> [EXERCISE] Count the lines in the records below that contain the string "scarf", and give only the number.

Records from a data source:

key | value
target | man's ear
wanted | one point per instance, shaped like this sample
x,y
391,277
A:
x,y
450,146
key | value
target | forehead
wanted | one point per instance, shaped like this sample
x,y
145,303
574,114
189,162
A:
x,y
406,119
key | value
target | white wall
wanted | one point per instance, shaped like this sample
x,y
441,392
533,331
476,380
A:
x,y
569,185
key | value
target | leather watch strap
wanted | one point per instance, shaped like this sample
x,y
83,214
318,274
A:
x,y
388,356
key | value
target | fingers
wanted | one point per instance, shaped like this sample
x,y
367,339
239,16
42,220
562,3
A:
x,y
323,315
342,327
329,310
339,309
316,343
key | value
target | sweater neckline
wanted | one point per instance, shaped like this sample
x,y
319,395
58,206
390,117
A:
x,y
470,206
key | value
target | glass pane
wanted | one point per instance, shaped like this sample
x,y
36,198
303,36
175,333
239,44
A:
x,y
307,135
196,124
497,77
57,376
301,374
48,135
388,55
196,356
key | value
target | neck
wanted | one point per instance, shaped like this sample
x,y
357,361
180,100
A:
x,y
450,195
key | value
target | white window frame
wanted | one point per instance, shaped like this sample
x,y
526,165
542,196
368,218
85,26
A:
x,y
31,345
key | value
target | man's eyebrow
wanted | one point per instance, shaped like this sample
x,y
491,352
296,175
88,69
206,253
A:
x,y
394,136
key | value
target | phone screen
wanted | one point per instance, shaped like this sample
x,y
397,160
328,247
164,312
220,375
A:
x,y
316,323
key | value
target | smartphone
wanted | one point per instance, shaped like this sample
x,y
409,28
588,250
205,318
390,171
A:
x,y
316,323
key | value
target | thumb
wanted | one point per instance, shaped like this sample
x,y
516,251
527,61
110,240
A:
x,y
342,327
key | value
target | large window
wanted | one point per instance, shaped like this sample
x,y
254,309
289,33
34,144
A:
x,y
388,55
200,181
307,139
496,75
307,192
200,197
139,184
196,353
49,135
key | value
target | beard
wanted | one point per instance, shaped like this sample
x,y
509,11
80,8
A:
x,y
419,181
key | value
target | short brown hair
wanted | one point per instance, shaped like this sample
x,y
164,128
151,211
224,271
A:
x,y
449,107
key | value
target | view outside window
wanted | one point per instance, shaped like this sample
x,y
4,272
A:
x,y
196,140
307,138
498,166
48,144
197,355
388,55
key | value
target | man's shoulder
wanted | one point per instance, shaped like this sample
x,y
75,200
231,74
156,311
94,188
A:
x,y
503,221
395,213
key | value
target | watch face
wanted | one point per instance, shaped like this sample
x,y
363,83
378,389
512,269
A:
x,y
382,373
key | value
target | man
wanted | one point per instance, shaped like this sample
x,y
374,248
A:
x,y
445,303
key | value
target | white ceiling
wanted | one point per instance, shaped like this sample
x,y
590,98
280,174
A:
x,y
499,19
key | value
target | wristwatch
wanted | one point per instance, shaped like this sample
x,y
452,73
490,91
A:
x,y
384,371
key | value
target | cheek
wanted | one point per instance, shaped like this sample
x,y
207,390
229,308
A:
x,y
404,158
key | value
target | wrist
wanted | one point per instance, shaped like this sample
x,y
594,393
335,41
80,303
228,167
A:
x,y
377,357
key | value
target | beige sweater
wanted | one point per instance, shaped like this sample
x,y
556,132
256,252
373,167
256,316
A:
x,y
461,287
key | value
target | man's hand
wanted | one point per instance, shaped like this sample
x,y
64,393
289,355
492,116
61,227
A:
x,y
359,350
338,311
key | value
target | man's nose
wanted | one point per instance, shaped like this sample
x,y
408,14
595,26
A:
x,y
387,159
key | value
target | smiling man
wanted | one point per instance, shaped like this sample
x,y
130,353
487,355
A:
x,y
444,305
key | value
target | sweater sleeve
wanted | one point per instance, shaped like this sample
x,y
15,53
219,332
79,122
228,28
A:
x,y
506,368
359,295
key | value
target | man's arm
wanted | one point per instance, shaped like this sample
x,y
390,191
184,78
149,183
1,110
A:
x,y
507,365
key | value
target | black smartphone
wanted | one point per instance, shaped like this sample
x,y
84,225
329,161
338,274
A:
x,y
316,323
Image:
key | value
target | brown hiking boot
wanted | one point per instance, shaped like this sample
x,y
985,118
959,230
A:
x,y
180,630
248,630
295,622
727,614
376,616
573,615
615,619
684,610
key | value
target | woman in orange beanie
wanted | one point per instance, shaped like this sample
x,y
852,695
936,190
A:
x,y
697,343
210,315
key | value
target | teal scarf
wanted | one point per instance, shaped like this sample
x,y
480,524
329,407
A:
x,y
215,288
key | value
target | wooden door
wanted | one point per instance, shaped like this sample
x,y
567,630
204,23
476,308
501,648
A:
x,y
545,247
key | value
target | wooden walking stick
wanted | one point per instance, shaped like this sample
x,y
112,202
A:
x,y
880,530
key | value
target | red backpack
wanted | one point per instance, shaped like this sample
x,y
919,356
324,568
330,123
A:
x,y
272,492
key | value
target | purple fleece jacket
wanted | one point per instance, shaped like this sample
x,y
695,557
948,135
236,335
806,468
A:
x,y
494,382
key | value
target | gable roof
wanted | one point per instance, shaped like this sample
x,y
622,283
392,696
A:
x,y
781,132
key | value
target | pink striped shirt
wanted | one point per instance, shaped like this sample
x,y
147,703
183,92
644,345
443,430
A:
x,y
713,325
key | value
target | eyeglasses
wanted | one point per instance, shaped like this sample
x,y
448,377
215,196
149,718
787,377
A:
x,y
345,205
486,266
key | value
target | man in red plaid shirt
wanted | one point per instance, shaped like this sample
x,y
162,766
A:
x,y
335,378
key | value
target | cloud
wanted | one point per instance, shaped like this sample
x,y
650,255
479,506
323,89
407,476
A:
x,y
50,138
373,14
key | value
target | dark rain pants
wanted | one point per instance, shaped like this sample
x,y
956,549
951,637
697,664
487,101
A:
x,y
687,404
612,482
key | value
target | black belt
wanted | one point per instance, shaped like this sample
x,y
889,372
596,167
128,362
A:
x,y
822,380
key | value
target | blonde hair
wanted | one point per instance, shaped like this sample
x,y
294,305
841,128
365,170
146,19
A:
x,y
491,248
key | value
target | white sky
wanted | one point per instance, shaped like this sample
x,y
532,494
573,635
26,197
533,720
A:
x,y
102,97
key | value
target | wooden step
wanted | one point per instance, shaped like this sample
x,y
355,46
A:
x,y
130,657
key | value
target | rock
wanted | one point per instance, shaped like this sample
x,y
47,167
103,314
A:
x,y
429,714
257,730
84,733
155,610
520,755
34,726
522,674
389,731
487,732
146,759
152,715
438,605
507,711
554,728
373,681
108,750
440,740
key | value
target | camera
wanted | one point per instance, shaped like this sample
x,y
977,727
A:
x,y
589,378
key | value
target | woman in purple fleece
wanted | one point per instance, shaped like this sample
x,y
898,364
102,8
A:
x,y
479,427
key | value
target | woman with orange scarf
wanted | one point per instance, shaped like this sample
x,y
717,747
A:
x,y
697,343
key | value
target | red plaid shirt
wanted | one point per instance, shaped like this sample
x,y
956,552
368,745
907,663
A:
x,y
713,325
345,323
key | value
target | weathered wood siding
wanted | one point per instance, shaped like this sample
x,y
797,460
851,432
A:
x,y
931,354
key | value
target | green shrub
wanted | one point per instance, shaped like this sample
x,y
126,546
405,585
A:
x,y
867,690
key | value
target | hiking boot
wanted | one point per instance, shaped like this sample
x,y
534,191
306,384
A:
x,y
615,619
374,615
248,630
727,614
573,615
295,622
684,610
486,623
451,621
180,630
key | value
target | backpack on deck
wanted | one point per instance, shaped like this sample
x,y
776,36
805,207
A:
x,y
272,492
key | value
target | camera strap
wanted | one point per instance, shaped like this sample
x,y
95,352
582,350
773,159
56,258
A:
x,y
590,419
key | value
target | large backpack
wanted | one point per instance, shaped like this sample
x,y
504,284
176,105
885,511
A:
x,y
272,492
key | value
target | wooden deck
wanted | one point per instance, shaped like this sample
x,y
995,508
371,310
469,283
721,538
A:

> [RESPONSE TO THE TASK] 2